▶ 사물이 나타나는 위치에 관한 데이터셋 행
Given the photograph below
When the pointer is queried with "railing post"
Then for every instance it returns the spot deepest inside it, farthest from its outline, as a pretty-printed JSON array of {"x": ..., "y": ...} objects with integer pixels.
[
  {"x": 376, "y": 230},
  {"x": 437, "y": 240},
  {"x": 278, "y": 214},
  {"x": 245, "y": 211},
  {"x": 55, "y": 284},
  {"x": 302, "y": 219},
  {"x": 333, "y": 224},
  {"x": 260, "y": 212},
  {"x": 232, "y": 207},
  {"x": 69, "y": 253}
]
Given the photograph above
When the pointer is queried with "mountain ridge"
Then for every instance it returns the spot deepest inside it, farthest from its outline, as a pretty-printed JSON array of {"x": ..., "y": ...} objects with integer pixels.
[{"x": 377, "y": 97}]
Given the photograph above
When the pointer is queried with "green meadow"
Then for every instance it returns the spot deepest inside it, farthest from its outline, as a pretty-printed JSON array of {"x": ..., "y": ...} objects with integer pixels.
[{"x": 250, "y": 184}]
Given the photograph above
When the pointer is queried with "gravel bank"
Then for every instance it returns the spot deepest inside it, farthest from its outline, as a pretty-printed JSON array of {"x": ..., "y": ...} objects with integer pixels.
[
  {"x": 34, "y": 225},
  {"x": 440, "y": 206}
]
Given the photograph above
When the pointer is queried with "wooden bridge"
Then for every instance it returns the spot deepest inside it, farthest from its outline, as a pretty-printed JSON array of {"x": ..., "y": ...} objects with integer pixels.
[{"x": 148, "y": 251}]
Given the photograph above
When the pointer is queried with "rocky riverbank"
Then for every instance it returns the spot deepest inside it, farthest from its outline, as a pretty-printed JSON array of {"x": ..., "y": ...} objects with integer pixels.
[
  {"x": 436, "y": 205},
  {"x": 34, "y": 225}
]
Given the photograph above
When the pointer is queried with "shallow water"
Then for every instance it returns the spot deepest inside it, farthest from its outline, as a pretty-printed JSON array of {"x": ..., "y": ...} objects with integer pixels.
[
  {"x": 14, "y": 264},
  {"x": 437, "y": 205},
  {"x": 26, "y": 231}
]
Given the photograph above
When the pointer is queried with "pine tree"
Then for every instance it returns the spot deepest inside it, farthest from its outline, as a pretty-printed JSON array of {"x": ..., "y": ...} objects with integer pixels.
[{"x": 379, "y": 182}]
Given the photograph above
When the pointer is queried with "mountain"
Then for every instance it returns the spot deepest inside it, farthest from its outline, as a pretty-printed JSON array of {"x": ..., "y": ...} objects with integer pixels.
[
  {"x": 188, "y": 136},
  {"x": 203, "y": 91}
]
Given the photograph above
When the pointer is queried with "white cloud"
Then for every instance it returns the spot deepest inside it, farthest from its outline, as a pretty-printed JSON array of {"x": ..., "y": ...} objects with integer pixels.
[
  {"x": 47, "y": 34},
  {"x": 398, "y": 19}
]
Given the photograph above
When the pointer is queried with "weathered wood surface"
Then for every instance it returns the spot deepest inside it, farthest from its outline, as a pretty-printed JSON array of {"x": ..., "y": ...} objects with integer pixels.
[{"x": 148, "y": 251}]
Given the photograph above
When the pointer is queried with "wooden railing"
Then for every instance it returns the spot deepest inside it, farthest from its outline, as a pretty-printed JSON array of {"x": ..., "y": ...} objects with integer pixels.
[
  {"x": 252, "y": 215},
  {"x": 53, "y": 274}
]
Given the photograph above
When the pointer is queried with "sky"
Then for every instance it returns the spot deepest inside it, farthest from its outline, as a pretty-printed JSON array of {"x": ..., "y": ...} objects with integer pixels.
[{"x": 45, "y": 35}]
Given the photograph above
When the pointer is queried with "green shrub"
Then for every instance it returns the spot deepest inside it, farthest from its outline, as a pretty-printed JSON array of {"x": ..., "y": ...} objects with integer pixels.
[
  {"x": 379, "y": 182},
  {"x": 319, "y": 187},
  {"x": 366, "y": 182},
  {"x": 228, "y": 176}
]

▶ 과제 지시
위 자료에서 "mountain"라는 단어가 들어 있는 줄을 빠짐없이 찾아 옮겨 쓰십시오. 대소문자는 구분합니다.

▶ 작성 답안
When the pointer is queried with "mountain ridge"
When the pointer is queried with "mountain"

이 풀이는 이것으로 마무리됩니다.